### MATERIAL SHOWN
───

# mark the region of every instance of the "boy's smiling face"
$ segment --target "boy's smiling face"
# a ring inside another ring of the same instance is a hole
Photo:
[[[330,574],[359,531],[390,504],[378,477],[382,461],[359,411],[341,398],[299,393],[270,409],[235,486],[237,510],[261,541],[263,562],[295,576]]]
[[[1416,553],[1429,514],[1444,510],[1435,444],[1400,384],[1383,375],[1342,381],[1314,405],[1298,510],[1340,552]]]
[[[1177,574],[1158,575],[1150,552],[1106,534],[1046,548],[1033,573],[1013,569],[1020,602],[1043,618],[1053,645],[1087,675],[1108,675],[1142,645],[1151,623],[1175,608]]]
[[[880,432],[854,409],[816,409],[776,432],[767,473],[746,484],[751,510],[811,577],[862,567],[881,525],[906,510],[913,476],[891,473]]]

───

### WORK ITEM
Return exactly what appears above, from the first line of the entries to the line with "# a ring inside", inclusive.

### ANSWER AREA
# mark the region of every instance of the "boy's smiling face"
$ segment --target "boy's smiling face"
# a ring inside another ring of the same instance is a hole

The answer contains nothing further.